Source passage
#####
Sociopath alert: L. Ron Hubbard

I've always been vaguely aware of Scientology as a religion, though I've never paid it close attention. I knew of its cult-like reputation. I knew that it had attracted a couple of prominent Hollywood stars who were supposed to be closeted gays, and I'd heard something to the effect that the church had claimed it could "cure" homosexuality. I'd heard that the church had gotten into bitter disputes with former members.

And I also knew --- vaguely -- that it was somehow based on the teachings of L. Ron Hubbard, the science fiction writer. But for all I knew, some people had decided to base a religion on his writings, perhaps the same way, say, a group of people might decide to base a new religion on the Dune series by Frank Herbert.

When a commenter ("Remnant") recently asked if I was aware of how L. Ron Hubbard was a sociopath, I looked into it. The fairly extensive Wikipedia article about Hubbard makes it apparent that he was.

Scientology, of course, presents an idealized version of Hubbard's life, some of it exaggeration, some outright lies. For instance, according to Wikipedia:

Biographical accounts published by the Church of Scientology [say that Hubbard] was brought up on his grandfather's "large cattle ranch in Montana" where he spent his days "riding, breaking broncos, hunting coyote and taking his first steps as an explorer". His grandfather is described as a "wealthy Western cattleman" from whom Hubbard "inherited his fortune and family interests in America, Southern Africa, etc." Scientology claims that Hubbard became a 'blood brother" of the Native American Blackfeet tribe at the age of six through his friendship with a Blackfeet medicine man.

However, contemporary records show that his grandfather, Lafayette Waterbury, was a veterinarian, not a rancher, and was not wealthy. Hubbard was actually raised in a townhouse in the center of Helena. According to his aunt, his family did not own a ranch but did own one cow and four or five horses on a few acres of land outside the city. Hubbard lived over a hundred miles from the Blackfeet reservation. The tribe did not practice blood brotherhood and no evidence has been found that he had ever been a Blackfeet blood brother.


All this is hardly evidence of sociopathy: the lies and half-truths may well have come from Scientologists who later tried to romanticize his life, and not from Hubbard himself. (If some group later decides to start a religion based on this blog, and worships me as its god, then claims that I got "millions of readers daily," that lie could hardly be attributed to me.)

Nonetheless, Hubbard told plenty of lies about himself on his own, and if you look at his life through the prism of sociopathy, there is a pattern of dishonesty, disloyalty, and fraud that is unmistakeable.

Hubbard claimed to be a "graduate engineer." In fact, he dropped out of George Washington University after less than two years there. He also claimed to have studied nuclear physics; records indicate that he took one course in the field, for which he received an "F."
#####
Record set
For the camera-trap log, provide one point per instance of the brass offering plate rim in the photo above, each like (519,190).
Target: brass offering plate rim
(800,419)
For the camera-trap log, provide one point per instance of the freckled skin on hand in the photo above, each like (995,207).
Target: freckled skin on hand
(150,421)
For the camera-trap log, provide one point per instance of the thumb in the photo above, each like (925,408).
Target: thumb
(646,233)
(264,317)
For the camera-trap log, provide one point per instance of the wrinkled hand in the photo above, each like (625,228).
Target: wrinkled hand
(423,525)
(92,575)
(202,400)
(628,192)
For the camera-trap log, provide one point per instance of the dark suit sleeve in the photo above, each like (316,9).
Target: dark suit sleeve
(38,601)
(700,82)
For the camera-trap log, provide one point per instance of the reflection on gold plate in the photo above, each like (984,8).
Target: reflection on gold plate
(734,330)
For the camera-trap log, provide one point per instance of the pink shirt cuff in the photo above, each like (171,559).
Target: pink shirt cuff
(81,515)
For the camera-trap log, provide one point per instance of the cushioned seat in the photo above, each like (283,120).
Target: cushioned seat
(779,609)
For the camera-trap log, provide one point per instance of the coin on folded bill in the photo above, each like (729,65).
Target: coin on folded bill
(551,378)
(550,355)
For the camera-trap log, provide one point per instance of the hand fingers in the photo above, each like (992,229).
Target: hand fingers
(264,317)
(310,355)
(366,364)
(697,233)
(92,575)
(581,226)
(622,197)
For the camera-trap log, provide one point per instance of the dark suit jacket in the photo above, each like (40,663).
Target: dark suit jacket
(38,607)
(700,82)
#####
According to the post about L. Ron Hubbard, what was his grandfather Lafayette Waterbury's actual occupation?

Answer to this exercise
He was a veterinarian.